## EXCERPT TO READ
━━━━━━━━

Obama Lectures Catholic/Evangelical Summit on “Faith and Family”…No, Seriously.

thQ67Q4JEBBack in April of 2008, Democrat Presidential Candidate Barack Hussein Obama, spoke the following words during a fundraiser in Pennsylvania:

You go into these small towns in Pennsylvania and, like a lot of small towns in the Midwest, the jobs have been gone now for 25 years and nothing’s replaced them.

And they fell through the Clinton Administration, and the Bush Administration, and each successive administration has said that somehow these communities are gonna regenerate and they have not. And it’s not surprising then they get bitter, they cling to guns or religion or antipathy to people who aren’t like them or anti-immigrant sentiment or anti-trade sentiment as a way to explain their frustrations.

Yesterday, the same individual spoke on the importance of faith and family in front of a bunch of Christian Leaders.

My hypocrisy knows no Bounds. – Doc Holliday (Val Kilmer) to Wyatt Earp (Kurt Russeal, “Tombstone”, 1993

Seriously, boys and girls…you can’t make this stuff up.

The Christian Post reports that

President Barack Obama spoke Tuesday about the importance of faith and family during a panel discussion for the Catholic-Evangelical Summit on Overcoming Poverty at Georgetown University.
“Faith-based groups across the country and around the world understand the centrality and the importance of [poverty] in a intimate way — in part because these faith-based organizations are interacting with folks who are struggling and know how good these people are, and know their stories, and it’s not just theological, but it’s very concrete. They’re embedded in communities and they’re making a difference in all kinds of ways,” Obama said.

The panel was moderated by The Washington Post columnist E.J. Dionne and also included Arthur Brooks, president of the American Enterprise Institute, and Harvard political scientist Robert Putnam.

“When I think about my own Christian faith and my obligations,” Obama continued, “it is important for me to do what I can myself — individually mentoring young people, or making charitable donations, or in some ways impacting whatever circles and influence I have. But I also think it’s important to have a voice in the larger debate. And I think it would be powerful for our faith-based organizations to speak out on this in a more forceful fashion.”

Obama also noted that asking churches to speak out more on poverty may “sound self-interested” because there are other issues where he disagrees with “the evangelical community and faith-based groups,” such as abortion and gay marriage.

“But I want to insist,” he explained, “… [working to end poverty] is more just a broader reflection of somebody who has worked with churches and worked in communities.”

Obama also noted that he speaks about the importance of fathers to, for instance, students at Morehouse College, an all-male traditionally black college, more than Barnard College, an all-female college, because “I am a black man who grew up without a father and I know the cost that, I paid for that. And I also know that I have the capacity to break that cycle, and as a consequence, I think my daughters are better off.”

Having that conversation, he added, “does not negate my conversation about the need for early childhood education, or the need for job training, or the need for greater investment in infrastructure, or jobs in low-income communities.”

The summit was on its second of three full days of events. It was organized by Georgetown’s Initiative on Catholic Social Thought and Public Life, and the National Association of Evangelicals. The goal of the summit is to “make overcoming poverty a moral imperative and urgent national priority.” Partner groups participating in the event represent both conservative and liberal evangelical and Catholic groups.

━━━━━━━━

## RECORDS SUPPLIED
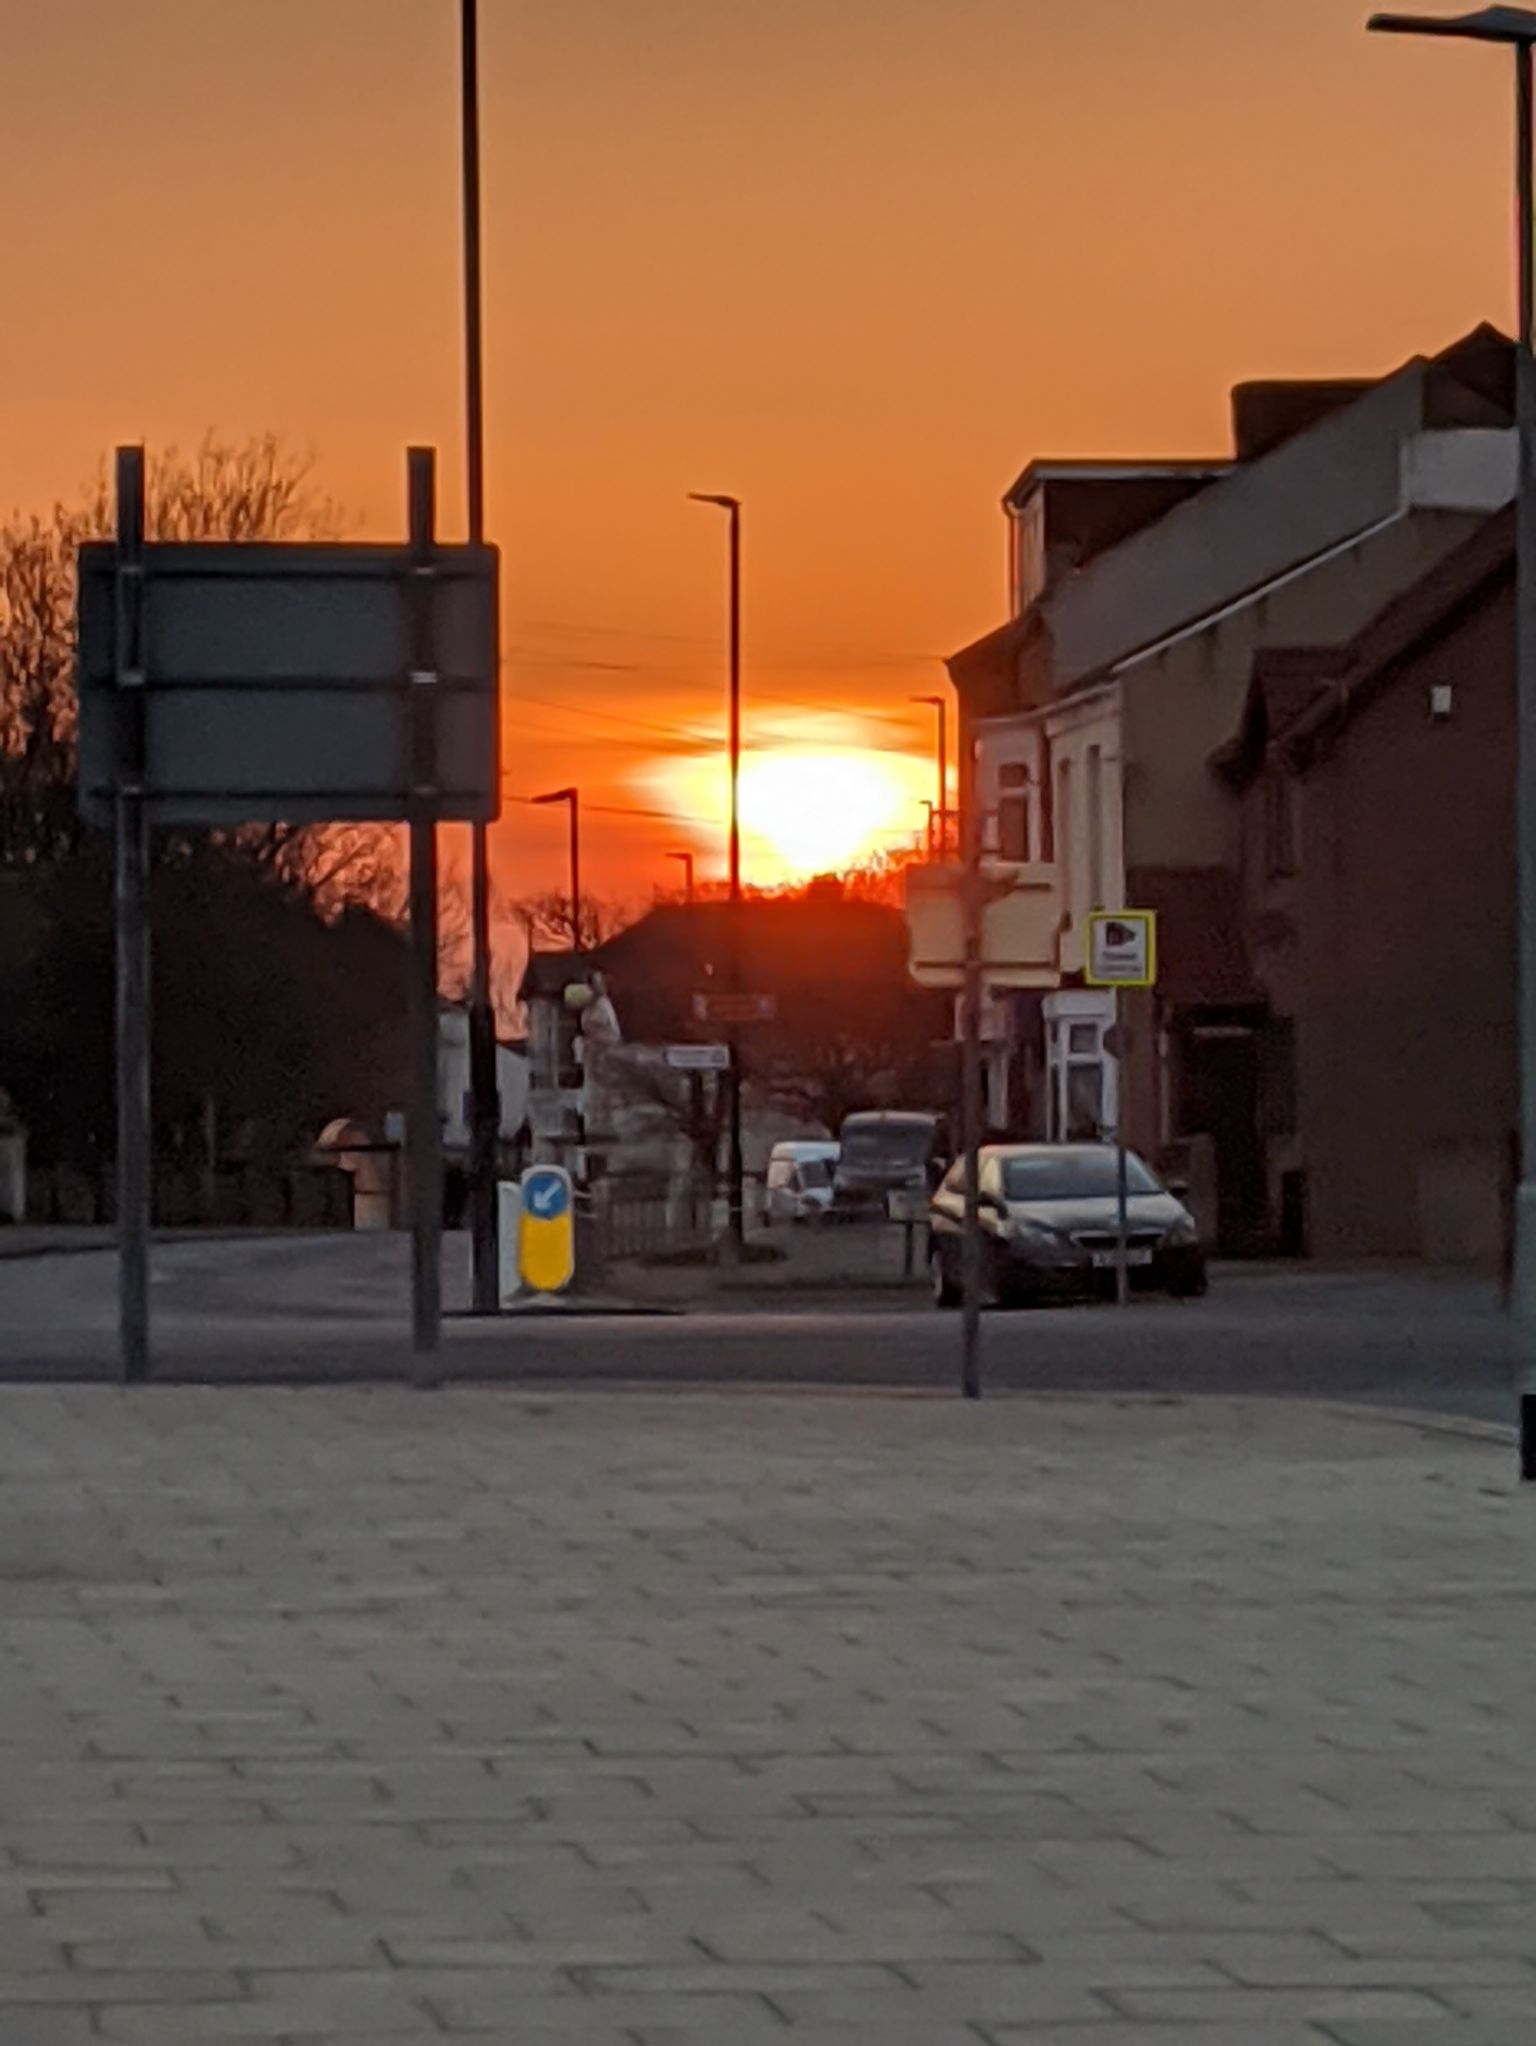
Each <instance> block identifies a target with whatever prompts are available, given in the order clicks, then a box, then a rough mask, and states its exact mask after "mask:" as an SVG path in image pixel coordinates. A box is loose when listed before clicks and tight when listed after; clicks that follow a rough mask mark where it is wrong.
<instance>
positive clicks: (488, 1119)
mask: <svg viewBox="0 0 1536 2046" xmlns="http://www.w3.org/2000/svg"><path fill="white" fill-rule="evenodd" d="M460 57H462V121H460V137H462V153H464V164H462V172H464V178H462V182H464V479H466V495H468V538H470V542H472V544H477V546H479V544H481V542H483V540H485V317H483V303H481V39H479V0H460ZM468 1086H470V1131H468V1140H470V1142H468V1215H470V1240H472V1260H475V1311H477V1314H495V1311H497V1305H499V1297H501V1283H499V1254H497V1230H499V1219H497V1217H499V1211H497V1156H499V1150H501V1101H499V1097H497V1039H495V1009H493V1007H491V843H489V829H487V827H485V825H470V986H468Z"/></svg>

━━━━━━━━

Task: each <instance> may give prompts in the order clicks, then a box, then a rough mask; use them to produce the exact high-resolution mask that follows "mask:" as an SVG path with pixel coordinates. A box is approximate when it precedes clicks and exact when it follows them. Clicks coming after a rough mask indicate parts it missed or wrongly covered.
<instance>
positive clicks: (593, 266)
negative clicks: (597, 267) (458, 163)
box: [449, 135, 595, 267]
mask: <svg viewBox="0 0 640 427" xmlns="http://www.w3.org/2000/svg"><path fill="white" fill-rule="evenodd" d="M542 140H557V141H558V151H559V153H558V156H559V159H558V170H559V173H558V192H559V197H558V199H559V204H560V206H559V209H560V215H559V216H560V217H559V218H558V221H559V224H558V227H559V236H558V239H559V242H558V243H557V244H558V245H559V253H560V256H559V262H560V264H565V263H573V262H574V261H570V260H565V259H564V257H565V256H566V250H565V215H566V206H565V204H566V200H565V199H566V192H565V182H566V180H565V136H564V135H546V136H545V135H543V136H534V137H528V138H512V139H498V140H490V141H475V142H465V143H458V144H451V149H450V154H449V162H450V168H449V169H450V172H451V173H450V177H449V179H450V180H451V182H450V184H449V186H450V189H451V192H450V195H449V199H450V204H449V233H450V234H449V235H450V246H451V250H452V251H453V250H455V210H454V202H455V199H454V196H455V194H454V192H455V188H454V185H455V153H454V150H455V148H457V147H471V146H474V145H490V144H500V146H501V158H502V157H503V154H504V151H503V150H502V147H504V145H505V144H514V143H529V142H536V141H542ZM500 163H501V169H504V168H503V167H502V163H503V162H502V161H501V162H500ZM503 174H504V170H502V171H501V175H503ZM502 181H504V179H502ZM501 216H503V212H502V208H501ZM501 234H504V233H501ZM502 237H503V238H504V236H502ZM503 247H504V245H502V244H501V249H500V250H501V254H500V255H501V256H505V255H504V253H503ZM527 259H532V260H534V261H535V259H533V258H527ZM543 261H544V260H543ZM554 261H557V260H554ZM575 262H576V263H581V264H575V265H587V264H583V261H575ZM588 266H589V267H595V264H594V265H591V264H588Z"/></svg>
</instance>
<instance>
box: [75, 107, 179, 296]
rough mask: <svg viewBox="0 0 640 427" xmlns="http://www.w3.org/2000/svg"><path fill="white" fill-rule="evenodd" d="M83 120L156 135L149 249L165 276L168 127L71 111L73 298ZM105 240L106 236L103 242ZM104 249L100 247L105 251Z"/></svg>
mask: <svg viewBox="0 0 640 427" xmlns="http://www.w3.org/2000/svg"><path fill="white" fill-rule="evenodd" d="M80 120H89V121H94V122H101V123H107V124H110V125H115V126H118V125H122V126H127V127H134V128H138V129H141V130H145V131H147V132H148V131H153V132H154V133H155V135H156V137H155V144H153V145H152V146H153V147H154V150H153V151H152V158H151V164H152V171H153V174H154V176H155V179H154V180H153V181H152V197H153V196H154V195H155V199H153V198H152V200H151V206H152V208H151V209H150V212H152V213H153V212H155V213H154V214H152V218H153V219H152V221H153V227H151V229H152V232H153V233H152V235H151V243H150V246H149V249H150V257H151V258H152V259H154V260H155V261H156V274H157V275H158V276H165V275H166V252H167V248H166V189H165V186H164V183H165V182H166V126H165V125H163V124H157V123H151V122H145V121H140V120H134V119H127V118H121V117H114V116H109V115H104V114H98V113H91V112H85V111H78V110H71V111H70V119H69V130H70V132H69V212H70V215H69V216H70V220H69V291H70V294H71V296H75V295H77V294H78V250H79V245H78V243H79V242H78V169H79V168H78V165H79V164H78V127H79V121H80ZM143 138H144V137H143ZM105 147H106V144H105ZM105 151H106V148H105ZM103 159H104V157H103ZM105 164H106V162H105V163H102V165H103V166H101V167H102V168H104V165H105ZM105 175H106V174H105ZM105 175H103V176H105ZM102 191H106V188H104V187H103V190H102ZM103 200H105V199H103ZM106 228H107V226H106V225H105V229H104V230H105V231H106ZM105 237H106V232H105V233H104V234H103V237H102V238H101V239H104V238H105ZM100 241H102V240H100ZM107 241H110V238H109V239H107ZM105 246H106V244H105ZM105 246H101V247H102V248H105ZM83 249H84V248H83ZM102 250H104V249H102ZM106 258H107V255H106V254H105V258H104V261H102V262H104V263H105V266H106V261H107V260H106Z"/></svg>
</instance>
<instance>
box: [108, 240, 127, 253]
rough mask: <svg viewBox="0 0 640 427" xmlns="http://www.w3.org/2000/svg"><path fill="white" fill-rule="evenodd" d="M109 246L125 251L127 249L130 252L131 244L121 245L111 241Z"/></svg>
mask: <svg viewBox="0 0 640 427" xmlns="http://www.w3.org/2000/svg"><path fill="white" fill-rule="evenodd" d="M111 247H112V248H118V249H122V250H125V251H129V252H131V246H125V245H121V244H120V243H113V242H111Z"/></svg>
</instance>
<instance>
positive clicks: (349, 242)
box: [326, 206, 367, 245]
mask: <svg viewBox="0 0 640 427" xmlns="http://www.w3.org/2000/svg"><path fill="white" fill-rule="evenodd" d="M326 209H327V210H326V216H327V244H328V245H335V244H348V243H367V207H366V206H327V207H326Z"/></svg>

━━━━━━━━

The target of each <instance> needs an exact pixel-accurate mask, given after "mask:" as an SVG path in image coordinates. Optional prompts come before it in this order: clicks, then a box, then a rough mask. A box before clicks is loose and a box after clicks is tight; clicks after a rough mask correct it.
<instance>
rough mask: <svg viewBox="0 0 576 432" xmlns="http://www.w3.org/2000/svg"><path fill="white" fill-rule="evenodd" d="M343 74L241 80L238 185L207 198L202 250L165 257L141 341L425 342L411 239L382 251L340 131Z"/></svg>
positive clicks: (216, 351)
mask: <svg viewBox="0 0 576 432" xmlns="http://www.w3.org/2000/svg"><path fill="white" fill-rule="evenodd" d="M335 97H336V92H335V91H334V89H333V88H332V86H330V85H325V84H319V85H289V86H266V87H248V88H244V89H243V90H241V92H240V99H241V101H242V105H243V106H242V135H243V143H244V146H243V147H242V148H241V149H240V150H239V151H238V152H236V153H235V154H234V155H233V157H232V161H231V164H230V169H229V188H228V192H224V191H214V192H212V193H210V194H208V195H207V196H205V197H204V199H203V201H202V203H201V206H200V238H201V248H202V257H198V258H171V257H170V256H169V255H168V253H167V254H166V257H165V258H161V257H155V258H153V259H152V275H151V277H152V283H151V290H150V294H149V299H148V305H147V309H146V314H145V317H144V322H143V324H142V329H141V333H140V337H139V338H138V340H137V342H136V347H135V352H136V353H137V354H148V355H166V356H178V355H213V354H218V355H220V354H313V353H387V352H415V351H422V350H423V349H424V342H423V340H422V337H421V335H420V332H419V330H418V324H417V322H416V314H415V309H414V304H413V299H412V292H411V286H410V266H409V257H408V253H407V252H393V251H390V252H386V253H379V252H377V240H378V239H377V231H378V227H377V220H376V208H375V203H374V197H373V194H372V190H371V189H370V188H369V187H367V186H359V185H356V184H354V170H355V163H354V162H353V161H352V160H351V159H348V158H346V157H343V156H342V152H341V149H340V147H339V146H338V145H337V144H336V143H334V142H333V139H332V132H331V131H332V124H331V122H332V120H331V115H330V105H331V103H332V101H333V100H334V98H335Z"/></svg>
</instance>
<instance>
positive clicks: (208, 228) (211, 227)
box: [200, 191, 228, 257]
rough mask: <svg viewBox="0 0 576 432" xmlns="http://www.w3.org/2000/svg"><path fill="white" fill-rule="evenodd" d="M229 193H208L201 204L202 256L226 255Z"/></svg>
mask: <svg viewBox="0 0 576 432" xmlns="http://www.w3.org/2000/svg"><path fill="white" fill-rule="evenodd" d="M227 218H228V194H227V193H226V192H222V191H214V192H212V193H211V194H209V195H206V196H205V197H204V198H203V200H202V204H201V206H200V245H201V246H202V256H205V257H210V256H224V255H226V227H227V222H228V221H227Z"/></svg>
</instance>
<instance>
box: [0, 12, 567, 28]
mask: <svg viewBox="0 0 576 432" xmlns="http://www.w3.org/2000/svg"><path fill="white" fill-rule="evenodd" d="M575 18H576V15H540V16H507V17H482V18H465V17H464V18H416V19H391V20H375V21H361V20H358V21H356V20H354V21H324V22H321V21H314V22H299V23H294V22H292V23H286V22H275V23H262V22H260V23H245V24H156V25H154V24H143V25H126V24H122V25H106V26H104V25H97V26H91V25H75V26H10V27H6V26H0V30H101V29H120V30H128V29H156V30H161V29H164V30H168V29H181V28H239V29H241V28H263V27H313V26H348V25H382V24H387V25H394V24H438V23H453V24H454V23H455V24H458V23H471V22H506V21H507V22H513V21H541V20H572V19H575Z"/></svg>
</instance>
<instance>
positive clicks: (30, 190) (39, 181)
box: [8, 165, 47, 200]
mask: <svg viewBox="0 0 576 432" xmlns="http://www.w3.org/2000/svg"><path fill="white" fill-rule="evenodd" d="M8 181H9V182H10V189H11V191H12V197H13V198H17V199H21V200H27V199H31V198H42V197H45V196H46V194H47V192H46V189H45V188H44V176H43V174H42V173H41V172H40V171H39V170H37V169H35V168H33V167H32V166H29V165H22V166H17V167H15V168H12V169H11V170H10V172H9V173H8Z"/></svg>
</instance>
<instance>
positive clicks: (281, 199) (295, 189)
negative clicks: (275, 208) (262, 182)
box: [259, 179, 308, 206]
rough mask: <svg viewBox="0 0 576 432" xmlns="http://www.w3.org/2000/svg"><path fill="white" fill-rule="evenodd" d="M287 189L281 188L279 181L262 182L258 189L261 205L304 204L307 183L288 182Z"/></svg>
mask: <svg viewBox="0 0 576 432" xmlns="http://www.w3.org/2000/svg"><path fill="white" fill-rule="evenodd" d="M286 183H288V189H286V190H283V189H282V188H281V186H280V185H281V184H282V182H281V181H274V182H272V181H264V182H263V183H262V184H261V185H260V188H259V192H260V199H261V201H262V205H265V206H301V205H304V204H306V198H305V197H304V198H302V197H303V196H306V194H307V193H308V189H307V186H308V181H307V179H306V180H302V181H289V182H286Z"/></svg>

━━━━━━━━

## LIST OF TASKS
[1] Turn the article's paragraph that begins "The summit was on its second" into a short bulleted list that keeps its main facts.
[2] Locate each line of the records containing the string "target" and copy those lines. Case counts.

## ANSWERS BY ITEM NUMBER
[1]
- The summit was on the second of its three full days of events.
- Georgetown's Initiative on Catholic Social Thought and Public Life and the National Association of Evangelicals organized it.
- Its goal is to "make overcoming poverty a moral imperative and urgent national priority."
- Its partner groups represent both conservative and liberal evangelical and Catholic groups.

[2]
Each <instance> block identifies a target with whatever prompts are available, given in the order clicks, then a box, then a rough mask, and states its exact mask after "mask:" as an SVG path in image pixel coordinates. A box is loose when listed before clicks and tight when listed after; clicks that follow a rough mask mark where it is wrong.
The target of each <instance> needs an exact pixel-accurate mask, given after "mask:" as an SVG path in image coordinates. Optional prompts come before it in this order: clicks, then a box, then a rough mask. A box before clicks is loose and a box after clicks is tight; clicks after a rough mask correct it.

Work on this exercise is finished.